_ENTRIES SHOWN_
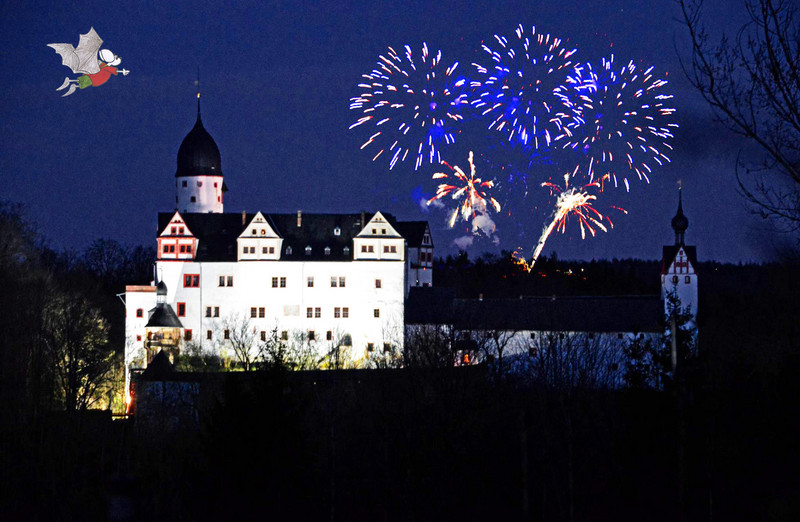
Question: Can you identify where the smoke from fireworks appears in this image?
[349,43,469,170]
[470,25,576,148]
[428,151,500,228]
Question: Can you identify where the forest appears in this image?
[0,204,800,521]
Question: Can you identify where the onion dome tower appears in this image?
[175,80,228,213]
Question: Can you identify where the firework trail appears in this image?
[470,24,576,148]
[428,151,500,228]
[520,167,627,272]
[555,55,678,190]
[349,43,469,170]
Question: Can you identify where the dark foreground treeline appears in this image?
[0,203,800,521]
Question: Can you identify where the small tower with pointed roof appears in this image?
[661,188,697,317]
[175,79,227,213]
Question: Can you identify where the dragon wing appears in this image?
[47,27,103,74]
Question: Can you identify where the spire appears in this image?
[194,65,200,121]
[672,182,689,245]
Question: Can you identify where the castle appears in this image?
[125,100,697,390]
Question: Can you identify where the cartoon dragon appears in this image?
[47,27,130,98]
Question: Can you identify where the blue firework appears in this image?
[349,43,469,170]
[470,25,576,148]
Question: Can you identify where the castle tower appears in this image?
[661,189,697,317]
[175,89,228,213]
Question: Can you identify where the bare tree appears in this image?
[678,0,800,230]
[217,313,259,372]
[43,293,114,411]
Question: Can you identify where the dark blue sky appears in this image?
[0,0,781,262]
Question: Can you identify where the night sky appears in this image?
[0,0,782,262]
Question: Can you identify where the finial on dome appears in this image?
[672,181,689,245]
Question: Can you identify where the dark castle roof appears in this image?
[175,112,222,178]
[158,212,425,261]
[405,287,664,333]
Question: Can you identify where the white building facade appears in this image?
[125,105,433,382]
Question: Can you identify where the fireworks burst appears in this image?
[471,25,576,148]
[521,167,627,272]
[556,55,678,190]
[350,43,469,170]
[428,151,500,228]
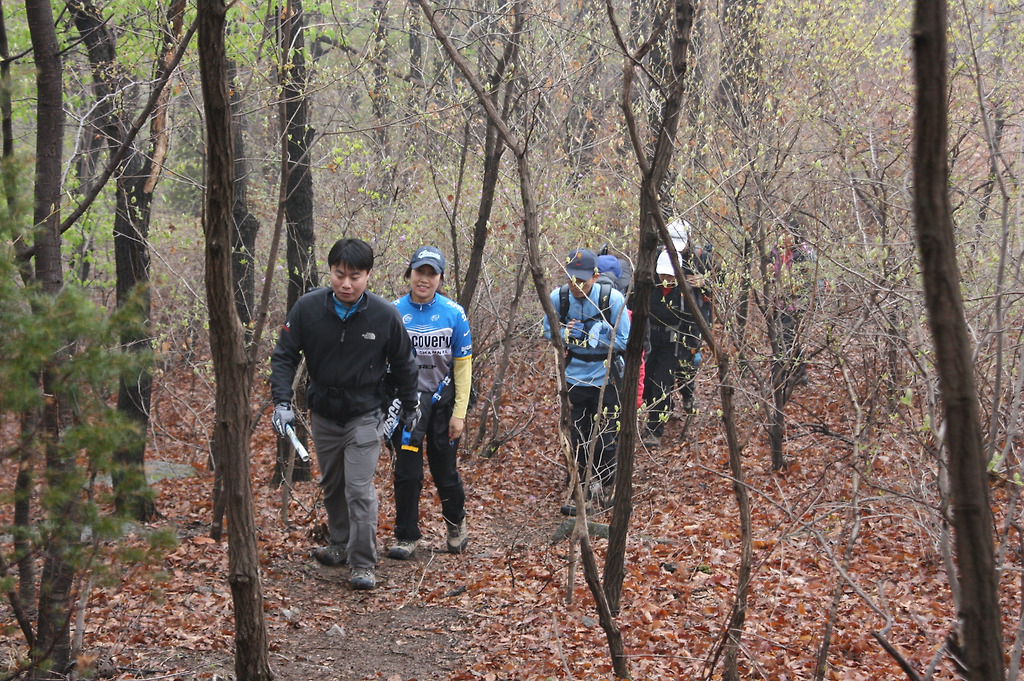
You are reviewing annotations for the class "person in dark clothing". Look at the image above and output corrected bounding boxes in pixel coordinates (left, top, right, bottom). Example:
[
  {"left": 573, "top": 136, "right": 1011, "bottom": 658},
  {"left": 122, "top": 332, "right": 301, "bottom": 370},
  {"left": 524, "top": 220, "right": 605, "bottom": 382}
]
[
  {"left": 643, "top": 221, "right": 712, "bottom": 446},
  {"left": 270, "top": 239, "right": 420, "bottom": 589},
  {"left": 771, "top": 231, "right": 818, "bottom": 385}
]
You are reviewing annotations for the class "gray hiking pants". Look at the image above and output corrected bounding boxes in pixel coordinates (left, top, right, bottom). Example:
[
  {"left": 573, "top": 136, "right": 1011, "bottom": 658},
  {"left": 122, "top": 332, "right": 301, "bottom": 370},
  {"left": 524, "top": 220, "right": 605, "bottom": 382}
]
[{"left": 310, "top": 410, "right": 382, "bottom": 569}]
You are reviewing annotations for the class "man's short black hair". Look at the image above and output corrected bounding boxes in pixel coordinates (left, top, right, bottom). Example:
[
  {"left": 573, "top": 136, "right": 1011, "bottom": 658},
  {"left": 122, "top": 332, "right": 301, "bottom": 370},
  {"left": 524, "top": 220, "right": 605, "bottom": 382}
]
[{"left": 327, "top": 239, "right": 374, "bottom": 271}]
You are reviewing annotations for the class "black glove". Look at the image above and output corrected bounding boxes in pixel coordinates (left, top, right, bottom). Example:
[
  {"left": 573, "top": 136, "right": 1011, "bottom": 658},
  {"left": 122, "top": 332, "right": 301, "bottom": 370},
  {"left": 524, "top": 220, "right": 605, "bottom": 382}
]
[
  {"left": 398, "top": 407, "right": 420, "bottom": 432},
  {"left": 270, "top": 402, "right": 295, "bottom": 437}
]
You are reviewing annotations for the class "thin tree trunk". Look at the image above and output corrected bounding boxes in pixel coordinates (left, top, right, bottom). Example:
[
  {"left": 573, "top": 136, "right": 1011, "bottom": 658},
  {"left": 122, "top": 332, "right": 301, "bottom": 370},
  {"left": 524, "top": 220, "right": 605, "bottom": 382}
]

_YOUR GOAL_
Turn every line of the records above into a Markdown table with two columns, Row for the row number and Line for the line, and skip blank lines. Leave the pictures out.

_SOLUTION TO THIS TASK_
| Row | Line |
|---|---|
| 1 | Question: Can you identify where the smoke from fireworks appears in this image? |
| 2 | [349,43,469,170] |
| 3 | [470,25,576,148] |
| 4 | [428,151,500,228] |
| 5 | Question: Can you identify where the forest appears in this image? |
| 6 | [0,204,800,521] |
| 7 | Question: Can you identify where the onion dome tower appears in this image? |
| 8 | [175,80,228,213] |
| 9 | Question: Can you identify where the firework trail appears in this image? |
| 10 | [470,24,576,148] |
| 11 | [428,151,500,228] |
| 12 | [520,167,627,272] |
| 13 | [555,55,678,190] |
| 14 | [349,43,469,170] |
| 15 | Question: Can you identify where the dark foreground treeline appears in this image? |
| 16 | [0,203,800,521] |
| 17 | Question: Can you identify where the small tower with pointed roof appears in this image? |
| 18 | [661,188,697,317] |
| 19 | [175,79,227,213] |
| 20 | Question: Can you identify where the dragon wing appears in this image? |
| 21 | [47,27,103,74] |
| 22 | Question: Can you identify where the spire appears in this image? |
| 23 | [194,65,200,121] |
| 24 | [672,182,689,245] |
| 25 | Question: Can you identify where the castle appears in this image? |
| 26 | [125,100,697,390] |
| 27 | Question: Can you identify where the cartoon dragon appears in this image? |
| 28 | [47,27,130,98] |
| 29 | Question: Can you identify where the blue firework appears in this image? |
| 30 | [349,43,469,170] |
| 31 | [470,25,576,148] |
| 32 | Question: Can you identify where the castle tower appears in this image? |
| 33 | [661,189,697,317] |
| 34 | [175,89,228,213] |
| 35 | Question: Can you identify where the bare tree appears in this image? |
| 36 | [678,0,800,230] |
| 37 | [217,313,259,372] |
| 38 | [43,293,114,411] |
| 39 | Question: Can you identify where the dark blue sky appears in this image? |
| 40 | [0,0,781,262] |
| 41 | Question: Can you identify where the night sky appears in this image? |
| 42 | [0,0,782,262] |
| 43 | Question: Can you identify where the finial on dome appears in this image? |
| 44 | [672,181,689,245] |
| 45 | Question: Can you identify where the dark castle roof appears in this image? |
| 46 | [175,112,222,178] |
| 47 | [158,212,425,261] |
| 48 | [405,287,664,333] |
| 49 | Question: Can you identify where the white building facade appears in this image? |
| 50 | [125,105,433,382] |
| 51 | Question: Can you identify where the fireworks burst appears in this image? |
| 52 | [471,25,576,148] |
| 53 | [521,167,627,272] |
| 54 | [556,55,678,190] |
| 55 | [350,43,469,170] |
| 56 | [428,151,500,228] |
| 57 | You are reviewing annotations for the class "person in dark clothing". Look at the image above and output corrected bounding boxes in pixel coordinates (left, top, right, bottom). Example: |
| 58 | [ |
| 59 |   {"left": 573, "top": 136, "right": 1011, "bottom": 658}, |
| 60 |   {"left": 122, "top": 332, "right": 301, "bottom": 370}, |
| 61 |   {"left": 524, "top": 220, "right": 605, "bottom": 382} |
| 62 | ] |
| 63 | [ |
| 64 |   {"left": 643, "top": 221, "right": 712, "bottom": 446}, |
| 65 |   {"left": 270, "top": 239, "right": 420, "bottom": 589}, |
| 66 |   {"left": 771, "top": 231, "right": 818, "bottom": 385} |
| 67 | ] |
| 68 | You are reviewing annotations for the class "gray hiking pants". Look at the image above and output corrected bounding boxes in pixel coordinates (left, top, right, bottom). Example: |
| 69 | [ |
| 70 |   {"left": 573, "top": 136, "right": 1011, "bottom": 658}, |
| 71 |   {"left": 122, "top": 332, "right": 301, "bottom": 370}, |
| 72 |   {"left": 524, "top": 220, "right": 605, "bottom": 382} |
| 73 | ] |
| 74 | [{"left": 310, "top": 410, "right": 382, "bottom": 569}] |
| 75 | You are reviewing annotations for the class "man's short black hair". Look at the image above and output corrected bounding boxes in pixel coordinates (left, top, right, bottom). Example: |
| 76 | [ |
| 77 |   {"left": 573, "top": 136, "right": 1011, "bottom": 658}, |
| 78 |   {"left": 122, "top": 332, "right": 301, "bottom": 370}, |
| 79 |   {"left": 524, "top": 220, "right": 605, "bottom": 382} |
| 80 | ] |
| 81 | [{"left": 327, "top": 239, "right": 374, "bottom": 271}] |
| 82 | You are reviewing annotations for the class "black glove". Look at the image above and output corrected bounding boxes in pixel coordinates (left, top, right, bottom). Example: |
| 83 | [ |
| 84 |   {"left": 573, "top": 136, "right": 1011, "bottom": 658}, |
| 85 |   {"left": 122, "top": 332, "right": 301, "bottom": 370}, |
| 86 |   {"left": 524, "top": 220, "right": 605, "bottom": 382} |
| 87 | ] |
| 88 | [ |
| 89 |   {"left": 398, "top": 407, "right": 420, "bottom": 432}, |
| 90 |   {"left": 270, "top": 402, "right": 295, "bottom": 437} |
| 91 | ] |
| 92 | You are reviewing annotations for the class "thin tree trunk". Look at the image above and output corrected bounding boxes in pixel coordinates (left, top, right, bottom). Example: |
| 93 | [ |
| 94 |   {"left": 573, "top": 136, "right": 1011, "bottom": 658}, |
| 95 |   {"left": 122, "top": 332, "right": 301, "bottom": 370}, |
| 96 |   {"left": 524, "top": 220, "right": 605, "bottom": 382} |
| 97 | ] |